##### Records to use

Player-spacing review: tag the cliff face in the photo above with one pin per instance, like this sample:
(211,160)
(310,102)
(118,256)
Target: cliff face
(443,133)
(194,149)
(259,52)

##########

## Work request
Please retype the data, matching it exactly.

## Output below
Player-spacing review: tag the cliff face in the photo above with one pin per instance, like this sample:
(211,160)
(310,102)
(118,256)
Target: cliff face
(443,133)
(194,149)
(259,52)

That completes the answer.